Work instruction: Print the news passage about Diana Ross word for word, from "On Sunday, the" up to and including "death in 2009.".

On Sunday, the singer used Twitter to share her thoughts on the film, referencing a song by her former band, The Supremes, to make her point.
"This is what’s on my heart this morning," she tweeted. "I believe and trust that Michael Jackson was and is A magnificent incredible force to me and to many others. STOP IN THE NAME OF LOVE."
This is what’s on my heart this morning. I believe and trust that Michael Jackson was and is A magnificent incredible force to me and to many others.— Ms. Ross (@DianaRoss) March 23, 2019
STOP IN THE NAME OF LOVE
Ross and Jackson were friends for years, first connecting during the beginning of their Motown careers in the '70s and eventually becoming so close that Jackson named Ross in his will as the secondary caregiver to his children ahead of his death in 2009.
The HBO two-part documentary Leaving Neverland saw Wade Robson and James Safechuck detail years of grooming and abuse they allegedly suffered at Jackson's hands, beginning when they were young boys. Jackson was acquitted during sexual assault trial in 2005 and his family has slammed the documentary and is suing HBO for breach of contract.

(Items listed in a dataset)
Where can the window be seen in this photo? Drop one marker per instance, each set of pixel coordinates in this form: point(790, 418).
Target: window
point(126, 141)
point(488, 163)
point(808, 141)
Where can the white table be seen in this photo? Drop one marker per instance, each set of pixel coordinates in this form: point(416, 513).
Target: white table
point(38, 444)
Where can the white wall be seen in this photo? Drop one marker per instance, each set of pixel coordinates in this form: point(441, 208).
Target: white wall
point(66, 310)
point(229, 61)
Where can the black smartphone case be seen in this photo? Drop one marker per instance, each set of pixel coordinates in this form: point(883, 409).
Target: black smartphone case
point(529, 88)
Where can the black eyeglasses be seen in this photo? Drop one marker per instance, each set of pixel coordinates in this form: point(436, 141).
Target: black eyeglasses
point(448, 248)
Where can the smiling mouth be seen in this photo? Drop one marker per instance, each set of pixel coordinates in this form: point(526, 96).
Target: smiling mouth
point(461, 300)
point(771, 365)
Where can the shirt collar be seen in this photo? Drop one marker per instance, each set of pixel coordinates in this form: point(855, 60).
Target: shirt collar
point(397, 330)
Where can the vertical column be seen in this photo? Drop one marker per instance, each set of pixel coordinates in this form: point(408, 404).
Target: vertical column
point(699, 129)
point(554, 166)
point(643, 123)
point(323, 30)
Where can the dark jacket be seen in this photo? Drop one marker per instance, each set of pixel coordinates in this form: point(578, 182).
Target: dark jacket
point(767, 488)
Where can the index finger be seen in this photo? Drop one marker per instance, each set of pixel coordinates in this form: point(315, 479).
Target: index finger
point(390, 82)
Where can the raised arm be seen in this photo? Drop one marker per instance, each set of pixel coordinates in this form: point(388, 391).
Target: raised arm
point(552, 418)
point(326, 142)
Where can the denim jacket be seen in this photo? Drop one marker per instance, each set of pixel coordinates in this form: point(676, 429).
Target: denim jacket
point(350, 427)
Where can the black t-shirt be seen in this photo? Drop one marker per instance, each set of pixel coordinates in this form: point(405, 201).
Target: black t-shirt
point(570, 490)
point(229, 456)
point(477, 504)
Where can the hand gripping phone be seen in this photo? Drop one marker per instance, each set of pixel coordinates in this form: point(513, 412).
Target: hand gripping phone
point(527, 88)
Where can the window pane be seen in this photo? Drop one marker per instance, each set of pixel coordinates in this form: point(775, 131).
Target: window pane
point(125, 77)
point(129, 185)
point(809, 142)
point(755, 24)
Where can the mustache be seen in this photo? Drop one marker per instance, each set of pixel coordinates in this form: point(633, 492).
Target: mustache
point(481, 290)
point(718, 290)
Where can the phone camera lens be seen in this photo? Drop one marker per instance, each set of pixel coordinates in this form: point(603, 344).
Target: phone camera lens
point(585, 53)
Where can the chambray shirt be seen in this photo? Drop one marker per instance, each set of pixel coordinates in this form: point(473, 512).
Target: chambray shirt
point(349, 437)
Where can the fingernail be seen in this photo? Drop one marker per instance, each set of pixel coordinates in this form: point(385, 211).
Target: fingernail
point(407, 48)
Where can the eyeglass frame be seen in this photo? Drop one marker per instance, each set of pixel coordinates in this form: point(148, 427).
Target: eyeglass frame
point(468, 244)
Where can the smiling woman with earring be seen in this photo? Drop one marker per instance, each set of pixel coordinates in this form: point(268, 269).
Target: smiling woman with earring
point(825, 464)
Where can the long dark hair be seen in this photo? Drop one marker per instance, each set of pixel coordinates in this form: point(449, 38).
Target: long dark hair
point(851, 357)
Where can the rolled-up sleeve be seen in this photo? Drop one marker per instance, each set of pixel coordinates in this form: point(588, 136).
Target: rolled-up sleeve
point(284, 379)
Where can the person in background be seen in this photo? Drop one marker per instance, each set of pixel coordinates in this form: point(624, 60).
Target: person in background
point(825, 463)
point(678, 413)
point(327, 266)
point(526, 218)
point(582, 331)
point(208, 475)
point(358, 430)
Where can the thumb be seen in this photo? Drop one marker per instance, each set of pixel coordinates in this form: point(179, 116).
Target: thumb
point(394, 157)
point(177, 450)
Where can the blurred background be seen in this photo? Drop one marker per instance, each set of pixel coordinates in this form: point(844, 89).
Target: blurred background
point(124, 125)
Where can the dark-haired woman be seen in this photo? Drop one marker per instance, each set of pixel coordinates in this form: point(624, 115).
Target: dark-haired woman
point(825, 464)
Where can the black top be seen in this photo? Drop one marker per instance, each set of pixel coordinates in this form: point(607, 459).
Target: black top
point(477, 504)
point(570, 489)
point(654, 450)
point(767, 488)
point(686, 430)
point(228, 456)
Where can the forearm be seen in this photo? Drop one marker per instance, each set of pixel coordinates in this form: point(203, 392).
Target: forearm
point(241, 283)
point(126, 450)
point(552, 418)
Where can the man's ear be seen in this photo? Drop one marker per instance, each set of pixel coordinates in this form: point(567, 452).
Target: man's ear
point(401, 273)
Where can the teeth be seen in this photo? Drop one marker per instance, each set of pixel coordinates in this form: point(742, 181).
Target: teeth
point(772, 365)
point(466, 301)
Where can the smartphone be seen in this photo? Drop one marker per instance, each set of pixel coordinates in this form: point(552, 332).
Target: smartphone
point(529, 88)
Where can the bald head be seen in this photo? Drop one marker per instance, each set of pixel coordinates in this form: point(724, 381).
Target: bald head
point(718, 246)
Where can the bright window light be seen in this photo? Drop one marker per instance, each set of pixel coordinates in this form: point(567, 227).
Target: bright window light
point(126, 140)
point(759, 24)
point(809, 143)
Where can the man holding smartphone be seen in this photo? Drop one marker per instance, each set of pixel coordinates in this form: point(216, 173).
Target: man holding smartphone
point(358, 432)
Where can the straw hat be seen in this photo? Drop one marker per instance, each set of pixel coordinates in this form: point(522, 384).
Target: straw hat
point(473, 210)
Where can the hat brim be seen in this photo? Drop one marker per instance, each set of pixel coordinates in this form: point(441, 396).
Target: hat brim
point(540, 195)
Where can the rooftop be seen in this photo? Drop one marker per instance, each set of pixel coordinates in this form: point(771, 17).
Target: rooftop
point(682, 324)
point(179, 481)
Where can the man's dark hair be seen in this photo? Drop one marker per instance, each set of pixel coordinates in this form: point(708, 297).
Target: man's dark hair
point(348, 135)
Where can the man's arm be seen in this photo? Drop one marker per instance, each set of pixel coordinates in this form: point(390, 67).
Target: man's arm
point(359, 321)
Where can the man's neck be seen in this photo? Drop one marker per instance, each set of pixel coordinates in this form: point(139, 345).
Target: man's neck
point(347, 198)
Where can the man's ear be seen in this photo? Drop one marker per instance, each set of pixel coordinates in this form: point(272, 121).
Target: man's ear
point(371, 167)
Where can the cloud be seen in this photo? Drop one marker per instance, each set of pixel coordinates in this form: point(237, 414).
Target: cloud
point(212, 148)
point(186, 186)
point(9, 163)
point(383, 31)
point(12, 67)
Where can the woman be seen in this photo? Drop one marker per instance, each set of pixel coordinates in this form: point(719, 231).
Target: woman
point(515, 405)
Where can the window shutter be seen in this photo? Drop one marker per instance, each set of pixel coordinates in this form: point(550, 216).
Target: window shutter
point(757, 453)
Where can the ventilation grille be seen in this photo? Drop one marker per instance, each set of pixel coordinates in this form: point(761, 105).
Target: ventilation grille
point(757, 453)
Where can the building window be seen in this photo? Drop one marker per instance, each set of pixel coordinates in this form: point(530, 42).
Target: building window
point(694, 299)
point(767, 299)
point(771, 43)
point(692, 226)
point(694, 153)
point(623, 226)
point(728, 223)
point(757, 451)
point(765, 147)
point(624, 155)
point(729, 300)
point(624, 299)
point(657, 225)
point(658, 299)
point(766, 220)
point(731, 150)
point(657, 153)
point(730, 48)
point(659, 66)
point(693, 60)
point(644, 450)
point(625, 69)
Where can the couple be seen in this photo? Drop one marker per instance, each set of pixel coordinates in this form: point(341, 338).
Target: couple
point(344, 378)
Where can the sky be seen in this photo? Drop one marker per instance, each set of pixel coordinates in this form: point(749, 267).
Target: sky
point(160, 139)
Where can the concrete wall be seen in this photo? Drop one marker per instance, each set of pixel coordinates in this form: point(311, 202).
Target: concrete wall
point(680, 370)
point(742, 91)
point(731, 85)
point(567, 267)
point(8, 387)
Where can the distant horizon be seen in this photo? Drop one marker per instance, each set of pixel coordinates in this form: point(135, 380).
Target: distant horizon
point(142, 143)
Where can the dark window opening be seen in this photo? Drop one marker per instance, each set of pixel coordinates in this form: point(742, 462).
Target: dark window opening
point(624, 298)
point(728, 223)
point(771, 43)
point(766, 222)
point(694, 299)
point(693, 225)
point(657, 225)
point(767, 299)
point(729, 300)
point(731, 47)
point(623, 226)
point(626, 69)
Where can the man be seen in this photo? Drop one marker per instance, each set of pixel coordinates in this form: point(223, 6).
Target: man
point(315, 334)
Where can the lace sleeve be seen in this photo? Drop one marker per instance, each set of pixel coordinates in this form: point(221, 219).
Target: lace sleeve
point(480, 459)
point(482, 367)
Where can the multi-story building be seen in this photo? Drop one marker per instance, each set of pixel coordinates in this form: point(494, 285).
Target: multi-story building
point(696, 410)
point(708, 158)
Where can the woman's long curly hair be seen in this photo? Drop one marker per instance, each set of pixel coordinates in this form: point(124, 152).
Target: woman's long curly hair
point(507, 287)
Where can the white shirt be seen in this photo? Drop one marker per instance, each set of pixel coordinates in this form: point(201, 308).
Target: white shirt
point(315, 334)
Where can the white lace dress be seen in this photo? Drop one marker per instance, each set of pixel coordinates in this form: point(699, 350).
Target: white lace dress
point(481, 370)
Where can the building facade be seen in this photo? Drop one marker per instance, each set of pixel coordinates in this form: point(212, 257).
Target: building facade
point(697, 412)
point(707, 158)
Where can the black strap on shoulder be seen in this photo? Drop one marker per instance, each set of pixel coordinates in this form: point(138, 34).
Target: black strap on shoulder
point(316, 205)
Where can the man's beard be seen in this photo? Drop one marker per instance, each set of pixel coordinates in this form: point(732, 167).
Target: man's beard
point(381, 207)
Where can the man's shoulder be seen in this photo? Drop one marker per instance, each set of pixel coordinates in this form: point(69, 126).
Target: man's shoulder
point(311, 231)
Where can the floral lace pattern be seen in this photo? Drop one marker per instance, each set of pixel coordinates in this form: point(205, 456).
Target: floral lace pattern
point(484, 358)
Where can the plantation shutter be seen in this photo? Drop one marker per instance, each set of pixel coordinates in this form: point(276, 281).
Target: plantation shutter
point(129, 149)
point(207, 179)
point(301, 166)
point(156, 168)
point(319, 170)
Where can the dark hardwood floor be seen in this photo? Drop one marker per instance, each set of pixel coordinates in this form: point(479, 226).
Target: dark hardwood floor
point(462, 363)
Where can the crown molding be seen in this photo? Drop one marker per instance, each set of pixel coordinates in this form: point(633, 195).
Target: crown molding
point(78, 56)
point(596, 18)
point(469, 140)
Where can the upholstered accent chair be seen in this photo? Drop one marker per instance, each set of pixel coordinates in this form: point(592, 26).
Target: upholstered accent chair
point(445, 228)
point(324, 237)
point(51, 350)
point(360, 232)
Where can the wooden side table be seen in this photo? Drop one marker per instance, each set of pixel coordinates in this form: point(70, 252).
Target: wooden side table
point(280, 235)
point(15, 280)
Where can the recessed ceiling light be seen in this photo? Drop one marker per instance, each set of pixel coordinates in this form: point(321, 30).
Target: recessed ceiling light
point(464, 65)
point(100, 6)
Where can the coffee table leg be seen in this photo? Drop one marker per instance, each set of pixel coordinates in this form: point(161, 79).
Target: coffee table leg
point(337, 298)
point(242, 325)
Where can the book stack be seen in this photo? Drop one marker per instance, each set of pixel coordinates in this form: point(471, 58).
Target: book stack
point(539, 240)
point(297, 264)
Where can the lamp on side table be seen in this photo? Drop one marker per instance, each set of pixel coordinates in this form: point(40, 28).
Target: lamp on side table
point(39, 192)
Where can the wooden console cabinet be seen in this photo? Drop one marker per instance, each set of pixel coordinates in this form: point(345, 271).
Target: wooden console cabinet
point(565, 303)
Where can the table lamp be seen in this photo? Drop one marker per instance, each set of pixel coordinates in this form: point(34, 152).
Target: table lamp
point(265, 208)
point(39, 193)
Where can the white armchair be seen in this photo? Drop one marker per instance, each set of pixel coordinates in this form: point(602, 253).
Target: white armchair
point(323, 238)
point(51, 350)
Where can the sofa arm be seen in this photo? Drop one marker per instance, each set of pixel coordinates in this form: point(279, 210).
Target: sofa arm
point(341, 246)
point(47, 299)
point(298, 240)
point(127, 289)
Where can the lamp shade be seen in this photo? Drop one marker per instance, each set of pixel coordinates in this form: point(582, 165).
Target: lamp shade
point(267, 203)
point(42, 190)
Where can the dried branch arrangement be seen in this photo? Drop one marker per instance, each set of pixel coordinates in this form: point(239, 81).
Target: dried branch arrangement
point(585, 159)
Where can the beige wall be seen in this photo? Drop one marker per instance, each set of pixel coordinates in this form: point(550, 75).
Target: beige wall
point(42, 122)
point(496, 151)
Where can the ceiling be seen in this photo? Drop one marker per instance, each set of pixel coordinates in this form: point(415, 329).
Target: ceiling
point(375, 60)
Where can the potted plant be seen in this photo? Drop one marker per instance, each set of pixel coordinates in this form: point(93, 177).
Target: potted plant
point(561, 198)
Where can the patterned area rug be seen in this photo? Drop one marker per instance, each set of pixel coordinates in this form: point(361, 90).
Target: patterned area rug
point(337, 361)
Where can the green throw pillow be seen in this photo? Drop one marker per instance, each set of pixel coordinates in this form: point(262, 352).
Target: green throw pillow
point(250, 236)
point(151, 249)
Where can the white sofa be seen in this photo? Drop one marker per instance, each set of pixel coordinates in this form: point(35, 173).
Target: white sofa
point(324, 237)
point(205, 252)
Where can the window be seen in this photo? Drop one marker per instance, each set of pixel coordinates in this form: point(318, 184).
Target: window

Result for this task:
On Sunday, the singer used Twitter to share her thoughts on the film, referencing a song by her former band, The Supremes, to make her point.
"This is what’s on my heart this morning," she tweeted. "I believe and trust that Michael Jackson was and is A magnificent incredible force to me and to many others. STOP IN THE NAME OF LOVE."
This is what’s on my heart this morning. I believe and trust that Michael Jackson was and is A magnificent incredible force to me and to many others.— Ms. Ross (@DianaRoss) March 23, 2019
STOP IN THE NAME OF LOVE
Ross and Jackson were friends for years, first connecting during the beginning of their Motown careers in the '70s and eventually becoming so close that Jackson named Ross in his will as the secondary caregiver to his children ahead of his death in 2009.